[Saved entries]
○ ○ ○ ○ ○

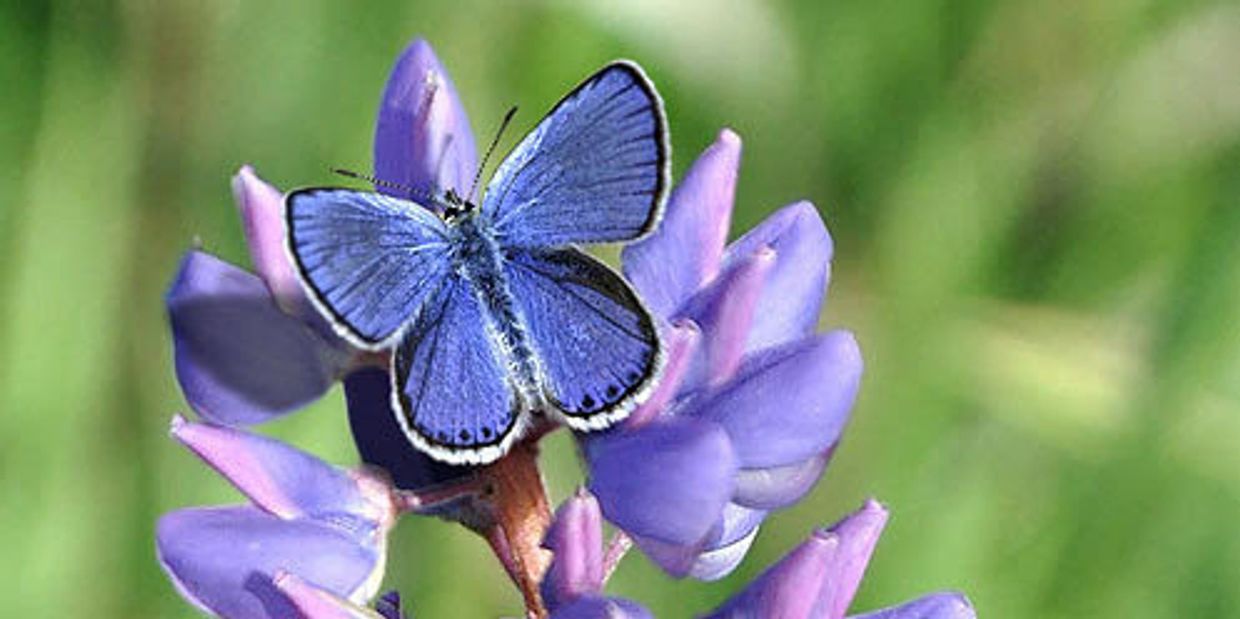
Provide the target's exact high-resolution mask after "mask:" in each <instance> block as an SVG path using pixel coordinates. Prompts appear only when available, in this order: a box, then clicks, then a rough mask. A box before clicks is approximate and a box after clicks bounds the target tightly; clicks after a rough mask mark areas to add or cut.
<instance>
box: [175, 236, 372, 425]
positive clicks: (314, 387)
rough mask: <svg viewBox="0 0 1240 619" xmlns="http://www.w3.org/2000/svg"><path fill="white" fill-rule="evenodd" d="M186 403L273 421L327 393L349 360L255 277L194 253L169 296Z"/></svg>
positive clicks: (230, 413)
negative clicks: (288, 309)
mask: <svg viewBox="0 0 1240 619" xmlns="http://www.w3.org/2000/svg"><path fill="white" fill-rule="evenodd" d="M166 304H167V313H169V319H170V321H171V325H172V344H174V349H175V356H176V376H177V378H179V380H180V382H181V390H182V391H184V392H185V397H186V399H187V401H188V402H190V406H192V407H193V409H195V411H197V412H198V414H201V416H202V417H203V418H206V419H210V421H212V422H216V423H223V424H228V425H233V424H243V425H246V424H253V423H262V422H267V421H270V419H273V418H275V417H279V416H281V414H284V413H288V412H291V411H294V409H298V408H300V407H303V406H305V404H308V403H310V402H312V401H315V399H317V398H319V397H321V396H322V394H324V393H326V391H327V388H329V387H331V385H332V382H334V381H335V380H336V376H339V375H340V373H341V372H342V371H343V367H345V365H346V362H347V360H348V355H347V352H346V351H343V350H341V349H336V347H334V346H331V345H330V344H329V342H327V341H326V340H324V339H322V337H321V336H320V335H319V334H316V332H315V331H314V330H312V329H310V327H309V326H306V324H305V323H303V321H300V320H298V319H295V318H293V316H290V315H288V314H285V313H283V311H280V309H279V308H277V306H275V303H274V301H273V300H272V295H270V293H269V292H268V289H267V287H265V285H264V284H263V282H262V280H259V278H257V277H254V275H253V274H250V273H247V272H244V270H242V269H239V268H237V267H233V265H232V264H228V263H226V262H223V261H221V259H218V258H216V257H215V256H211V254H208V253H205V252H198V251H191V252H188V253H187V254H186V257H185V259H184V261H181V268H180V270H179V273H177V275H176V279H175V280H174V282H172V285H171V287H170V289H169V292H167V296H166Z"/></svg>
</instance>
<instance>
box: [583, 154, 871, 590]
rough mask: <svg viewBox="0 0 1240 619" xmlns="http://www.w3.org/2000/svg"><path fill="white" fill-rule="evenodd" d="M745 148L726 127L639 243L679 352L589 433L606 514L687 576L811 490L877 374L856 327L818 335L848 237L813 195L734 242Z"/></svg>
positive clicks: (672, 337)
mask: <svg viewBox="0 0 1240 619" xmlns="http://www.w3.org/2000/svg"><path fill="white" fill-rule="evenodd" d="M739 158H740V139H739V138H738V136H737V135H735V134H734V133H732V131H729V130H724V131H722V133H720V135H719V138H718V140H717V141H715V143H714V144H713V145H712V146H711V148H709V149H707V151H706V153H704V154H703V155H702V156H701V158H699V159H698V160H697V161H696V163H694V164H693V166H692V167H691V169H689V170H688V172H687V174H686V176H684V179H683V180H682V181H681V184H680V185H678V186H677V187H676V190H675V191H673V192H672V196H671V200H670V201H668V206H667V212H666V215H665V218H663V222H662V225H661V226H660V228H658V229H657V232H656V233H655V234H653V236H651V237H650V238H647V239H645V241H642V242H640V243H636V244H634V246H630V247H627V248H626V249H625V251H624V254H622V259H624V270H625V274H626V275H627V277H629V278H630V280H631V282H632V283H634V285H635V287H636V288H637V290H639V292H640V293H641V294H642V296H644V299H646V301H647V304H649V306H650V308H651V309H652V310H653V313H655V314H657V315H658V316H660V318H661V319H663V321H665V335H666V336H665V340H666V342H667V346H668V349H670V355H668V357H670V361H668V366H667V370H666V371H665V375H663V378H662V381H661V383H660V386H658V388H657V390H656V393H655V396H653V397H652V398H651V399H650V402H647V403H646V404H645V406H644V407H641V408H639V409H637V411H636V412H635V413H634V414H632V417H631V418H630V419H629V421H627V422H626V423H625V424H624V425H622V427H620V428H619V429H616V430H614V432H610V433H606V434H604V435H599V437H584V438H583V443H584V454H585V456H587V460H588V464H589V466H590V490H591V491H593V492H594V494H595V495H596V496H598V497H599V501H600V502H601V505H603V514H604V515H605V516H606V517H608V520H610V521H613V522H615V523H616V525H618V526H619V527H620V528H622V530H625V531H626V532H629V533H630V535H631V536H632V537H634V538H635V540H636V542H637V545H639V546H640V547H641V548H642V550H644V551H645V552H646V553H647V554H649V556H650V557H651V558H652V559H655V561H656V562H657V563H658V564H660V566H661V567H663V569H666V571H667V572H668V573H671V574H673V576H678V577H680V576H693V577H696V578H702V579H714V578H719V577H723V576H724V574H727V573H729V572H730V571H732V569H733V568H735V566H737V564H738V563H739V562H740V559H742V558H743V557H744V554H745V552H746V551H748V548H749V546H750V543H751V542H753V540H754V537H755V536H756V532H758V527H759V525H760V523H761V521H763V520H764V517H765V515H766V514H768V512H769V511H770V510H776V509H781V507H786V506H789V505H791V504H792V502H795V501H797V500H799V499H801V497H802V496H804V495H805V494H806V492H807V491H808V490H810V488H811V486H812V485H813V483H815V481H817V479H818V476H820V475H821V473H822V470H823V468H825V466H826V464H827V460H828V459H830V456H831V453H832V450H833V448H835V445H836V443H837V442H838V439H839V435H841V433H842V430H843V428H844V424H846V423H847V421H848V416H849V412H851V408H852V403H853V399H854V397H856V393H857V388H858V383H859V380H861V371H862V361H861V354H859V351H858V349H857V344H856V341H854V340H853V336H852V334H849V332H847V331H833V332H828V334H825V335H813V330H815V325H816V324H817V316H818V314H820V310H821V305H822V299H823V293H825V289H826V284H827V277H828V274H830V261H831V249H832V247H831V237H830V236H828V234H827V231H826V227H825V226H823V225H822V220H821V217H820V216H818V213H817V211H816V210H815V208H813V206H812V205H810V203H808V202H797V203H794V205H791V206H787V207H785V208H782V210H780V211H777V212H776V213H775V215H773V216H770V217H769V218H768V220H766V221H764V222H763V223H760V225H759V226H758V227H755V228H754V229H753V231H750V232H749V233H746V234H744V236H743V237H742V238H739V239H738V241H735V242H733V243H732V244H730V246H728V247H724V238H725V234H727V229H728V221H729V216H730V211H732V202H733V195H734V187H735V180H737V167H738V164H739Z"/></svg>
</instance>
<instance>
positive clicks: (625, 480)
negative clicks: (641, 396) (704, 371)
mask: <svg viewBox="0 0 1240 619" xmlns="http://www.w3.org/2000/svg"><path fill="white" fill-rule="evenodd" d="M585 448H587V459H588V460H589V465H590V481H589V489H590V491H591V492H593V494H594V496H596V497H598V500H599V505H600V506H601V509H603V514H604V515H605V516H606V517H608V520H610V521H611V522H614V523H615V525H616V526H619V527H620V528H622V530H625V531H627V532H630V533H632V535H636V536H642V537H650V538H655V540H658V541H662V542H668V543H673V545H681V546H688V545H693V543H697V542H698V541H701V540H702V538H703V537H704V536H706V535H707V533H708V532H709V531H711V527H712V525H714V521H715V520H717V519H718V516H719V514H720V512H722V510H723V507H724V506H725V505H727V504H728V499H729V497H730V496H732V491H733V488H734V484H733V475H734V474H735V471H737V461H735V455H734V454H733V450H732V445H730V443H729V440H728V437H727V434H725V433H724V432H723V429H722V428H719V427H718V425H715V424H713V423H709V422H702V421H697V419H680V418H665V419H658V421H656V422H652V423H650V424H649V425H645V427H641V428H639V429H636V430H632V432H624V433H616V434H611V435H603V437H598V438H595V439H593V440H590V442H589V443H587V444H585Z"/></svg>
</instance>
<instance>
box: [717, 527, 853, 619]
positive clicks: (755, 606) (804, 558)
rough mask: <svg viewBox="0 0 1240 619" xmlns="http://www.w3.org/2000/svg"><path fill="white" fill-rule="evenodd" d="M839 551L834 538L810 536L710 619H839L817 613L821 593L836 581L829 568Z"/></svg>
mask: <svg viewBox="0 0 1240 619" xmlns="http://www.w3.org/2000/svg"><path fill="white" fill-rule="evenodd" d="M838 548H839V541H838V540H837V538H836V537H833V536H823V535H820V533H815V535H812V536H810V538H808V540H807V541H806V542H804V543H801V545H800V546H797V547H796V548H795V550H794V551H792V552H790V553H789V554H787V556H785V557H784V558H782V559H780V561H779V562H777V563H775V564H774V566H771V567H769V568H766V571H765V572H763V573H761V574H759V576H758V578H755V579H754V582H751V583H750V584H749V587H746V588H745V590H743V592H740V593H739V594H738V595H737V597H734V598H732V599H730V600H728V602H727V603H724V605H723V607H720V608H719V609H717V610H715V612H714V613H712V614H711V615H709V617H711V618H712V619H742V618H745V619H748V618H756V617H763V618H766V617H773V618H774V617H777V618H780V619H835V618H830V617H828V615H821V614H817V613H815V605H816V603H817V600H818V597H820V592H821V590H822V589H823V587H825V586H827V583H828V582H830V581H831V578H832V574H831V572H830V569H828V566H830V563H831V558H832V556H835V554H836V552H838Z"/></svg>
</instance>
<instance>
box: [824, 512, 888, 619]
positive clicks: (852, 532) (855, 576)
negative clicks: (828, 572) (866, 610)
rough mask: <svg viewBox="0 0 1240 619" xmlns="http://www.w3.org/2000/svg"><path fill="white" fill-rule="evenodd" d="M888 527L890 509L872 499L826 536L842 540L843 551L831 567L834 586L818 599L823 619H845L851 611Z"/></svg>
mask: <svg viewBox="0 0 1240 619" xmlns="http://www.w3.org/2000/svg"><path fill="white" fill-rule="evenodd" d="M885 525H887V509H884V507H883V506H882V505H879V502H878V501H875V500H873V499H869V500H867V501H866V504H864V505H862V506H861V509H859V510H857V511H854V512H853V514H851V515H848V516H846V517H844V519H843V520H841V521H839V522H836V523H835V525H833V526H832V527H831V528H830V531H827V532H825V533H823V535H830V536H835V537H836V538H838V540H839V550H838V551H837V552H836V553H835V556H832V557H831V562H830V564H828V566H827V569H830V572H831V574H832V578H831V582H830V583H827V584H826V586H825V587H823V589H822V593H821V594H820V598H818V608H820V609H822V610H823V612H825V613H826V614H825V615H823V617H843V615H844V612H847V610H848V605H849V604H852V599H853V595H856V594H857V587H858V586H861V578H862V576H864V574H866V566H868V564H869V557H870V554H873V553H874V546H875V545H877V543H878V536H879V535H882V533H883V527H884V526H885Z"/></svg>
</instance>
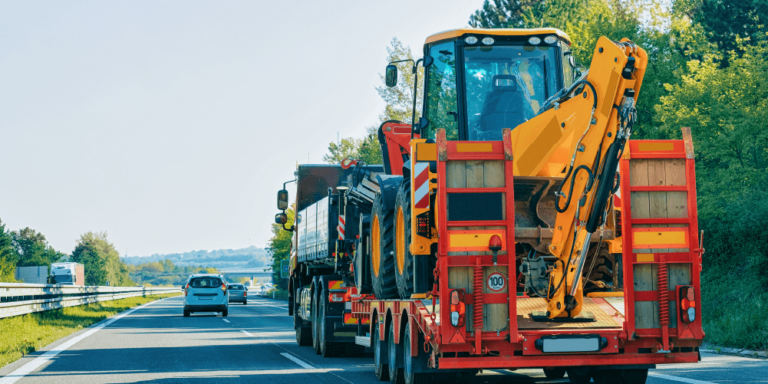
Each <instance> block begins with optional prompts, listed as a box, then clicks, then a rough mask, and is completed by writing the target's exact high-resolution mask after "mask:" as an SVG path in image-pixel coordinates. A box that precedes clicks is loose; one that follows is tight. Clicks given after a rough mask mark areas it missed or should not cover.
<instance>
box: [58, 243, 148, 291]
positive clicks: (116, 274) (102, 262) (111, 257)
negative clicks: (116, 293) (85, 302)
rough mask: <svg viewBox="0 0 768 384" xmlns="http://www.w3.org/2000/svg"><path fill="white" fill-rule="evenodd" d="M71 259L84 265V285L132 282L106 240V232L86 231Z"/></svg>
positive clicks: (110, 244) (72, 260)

○ ○ ○ ○ ○

Problem
Retype the stretch from the start of the entries through the line containing "positive clicks: (230, 413)", leaving out the pictures.

Result for this task
Provide the target's exact high-resolution mask after "mask:" in each <instance> block as an SVG path using pixel coordinates. Prompts appear only when available, in this order: a box, then clicks, then a rough mask. A box before clicks is approximate and a box after clicks bounds the target tightly; clicks after a rough mask mark areas to add or cut.
<instance>
box: [175, 236, 372, 425]
positive clicks: (314, 387)
rough mask: <svg viewBox="0 0 1240 619" xmlns="http://www.w3.org/2000/svg"><path fill="white" fill-rule="evenodd" d="M186 403L273 421L327 393L349 360L255 277L194 253L169 296Z"/></svg>
positive clicks: (230, 413)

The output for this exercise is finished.